▶ [TASK DETAILS]
From the line containing "Place one keypoint on each instance of the woman's left" through the last line of the entries, output the text exactly. Pictures stay out.

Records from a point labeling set

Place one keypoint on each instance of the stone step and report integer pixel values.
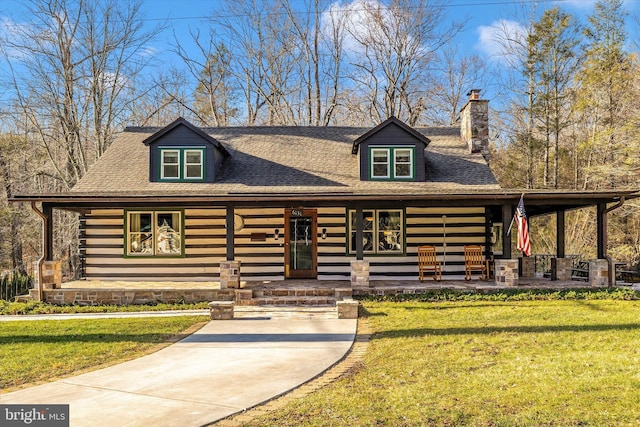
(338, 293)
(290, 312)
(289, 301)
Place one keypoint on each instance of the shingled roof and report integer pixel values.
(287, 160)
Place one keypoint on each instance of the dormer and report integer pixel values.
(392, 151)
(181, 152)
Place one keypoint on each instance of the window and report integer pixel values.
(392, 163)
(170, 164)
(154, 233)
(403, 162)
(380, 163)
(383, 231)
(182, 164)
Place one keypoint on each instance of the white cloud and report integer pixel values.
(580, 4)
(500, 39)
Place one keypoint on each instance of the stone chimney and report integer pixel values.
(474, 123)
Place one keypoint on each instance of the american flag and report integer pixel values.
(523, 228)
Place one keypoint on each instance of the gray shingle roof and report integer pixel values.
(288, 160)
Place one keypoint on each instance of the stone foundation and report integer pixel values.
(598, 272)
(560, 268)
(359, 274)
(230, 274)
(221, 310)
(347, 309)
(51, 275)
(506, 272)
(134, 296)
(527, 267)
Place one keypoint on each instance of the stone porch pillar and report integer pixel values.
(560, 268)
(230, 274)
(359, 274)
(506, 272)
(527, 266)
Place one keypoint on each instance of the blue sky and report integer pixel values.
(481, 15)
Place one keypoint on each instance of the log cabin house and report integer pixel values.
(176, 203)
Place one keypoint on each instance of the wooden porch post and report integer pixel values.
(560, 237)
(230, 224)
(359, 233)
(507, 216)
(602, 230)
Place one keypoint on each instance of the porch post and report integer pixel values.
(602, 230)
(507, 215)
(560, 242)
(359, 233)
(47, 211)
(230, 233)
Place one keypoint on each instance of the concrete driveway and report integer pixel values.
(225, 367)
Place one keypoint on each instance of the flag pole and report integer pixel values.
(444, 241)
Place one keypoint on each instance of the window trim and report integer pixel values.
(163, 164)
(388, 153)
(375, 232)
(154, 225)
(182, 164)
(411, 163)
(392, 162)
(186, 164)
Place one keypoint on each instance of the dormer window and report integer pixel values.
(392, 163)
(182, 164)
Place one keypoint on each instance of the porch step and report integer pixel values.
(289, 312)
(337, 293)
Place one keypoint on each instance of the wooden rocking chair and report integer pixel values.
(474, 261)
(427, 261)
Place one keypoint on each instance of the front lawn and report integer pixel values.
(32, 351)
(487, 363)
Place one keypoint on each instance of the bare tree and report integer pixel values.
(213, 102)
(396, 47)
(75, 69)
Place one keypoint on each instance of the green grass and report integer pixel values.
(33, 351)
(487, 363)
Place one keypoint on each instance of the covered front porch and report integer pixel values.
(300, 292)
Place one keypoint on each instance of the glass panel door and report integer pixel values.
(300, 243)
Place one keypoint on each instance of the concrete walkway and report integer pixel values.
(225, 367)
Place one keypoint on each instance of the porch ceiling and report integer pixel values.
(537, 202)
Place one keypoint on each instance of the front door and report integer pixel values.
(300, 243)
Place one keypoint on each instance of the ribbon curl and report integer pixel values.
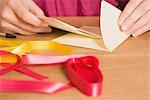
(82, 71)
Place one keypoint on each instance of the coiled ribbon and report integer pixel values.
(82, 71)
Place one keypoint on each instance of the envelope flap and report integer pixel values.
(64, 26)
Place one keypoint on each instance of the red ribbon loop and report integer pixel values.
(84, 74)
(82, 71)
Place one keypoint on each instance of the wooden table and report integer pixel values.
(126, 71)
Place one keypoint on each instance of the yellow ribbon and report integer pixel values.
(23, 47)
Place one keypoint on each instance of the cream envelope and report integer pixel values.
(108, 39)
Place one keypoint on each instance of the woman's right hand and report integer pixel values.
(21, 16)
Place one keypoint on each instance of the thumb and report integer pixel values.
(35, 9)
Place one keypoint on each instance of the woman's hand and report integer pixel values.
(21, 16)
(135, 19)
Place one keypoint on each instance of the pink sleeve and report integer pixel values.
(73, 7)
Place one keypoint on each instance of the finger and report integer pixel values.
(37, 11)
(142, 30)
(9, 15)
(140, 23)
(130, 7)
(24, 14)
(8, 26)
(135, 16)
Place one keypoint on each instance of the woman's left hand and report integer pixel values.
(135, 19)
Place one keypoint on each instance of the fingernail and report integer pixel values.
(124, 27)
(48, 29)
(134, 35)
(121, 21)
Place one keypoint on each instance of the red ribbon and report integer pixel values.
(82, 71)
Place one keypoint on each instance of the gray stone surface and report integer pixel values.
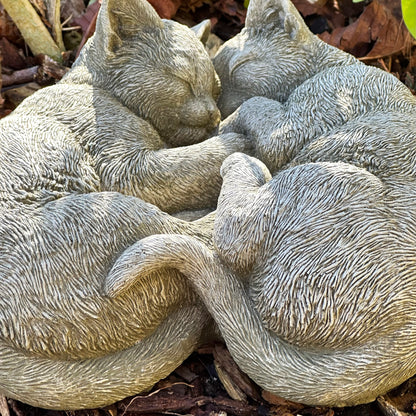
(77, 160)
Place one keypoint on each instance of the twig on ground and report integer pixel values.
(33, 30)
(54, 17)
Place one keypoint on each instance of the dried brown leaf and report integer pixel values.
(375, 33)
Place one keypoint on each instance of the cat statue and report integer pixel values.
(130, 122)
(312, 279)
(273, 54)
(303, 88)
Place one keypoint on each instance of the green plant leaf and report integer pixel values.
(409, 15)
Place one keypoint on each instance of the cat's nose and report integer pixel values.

▶ [THE ANSWER]
Place one keypoint on each instance of the woman's left hand and report integer pixel values.
(135, 19)
Place one keypoint on each instance of the fingernail and report integer pixel values.
(124, 27)
(48, 29)
(134, 35)
(121, 21)
Place one keypoint on each instance of the red ribbon and report integer pixel values.
(82, 71)
Place one keypoint on each instance of the gray stone surface and report integer pixel values.
(77, 160)
Place one keypoint on each instance of the twig on ground and report integer pixel values.
(33, 30)
(54, 17)
Place one keypoint on each instance of the dried brown leaf and report integer pixel values.
(375, 33)
Place one keypoint on each instance of the cat statue and report integer pixel values.
(130, 122)
(312, 279)
(273, 54)
(303, 88)
Place one keypoint on each instance of the green plant leaf and report integer pixel values.
(409, 15)
Place one keypoint on each instance of the cat's nose and report integer pixel values.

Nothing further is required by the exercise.